# Provided records
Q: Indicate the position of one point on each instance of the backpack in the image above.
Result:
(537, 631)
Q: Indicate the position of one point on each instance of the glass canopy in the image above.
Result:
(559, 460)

# Task prompt
Nothing but the lines from the one containing "canopy in the image above." through the last line of the data above should be set down, word for word.

# Answer section
Q: Indicate the position of one point on each instance of the glass canopy in the image above.
Result:
(559, 460)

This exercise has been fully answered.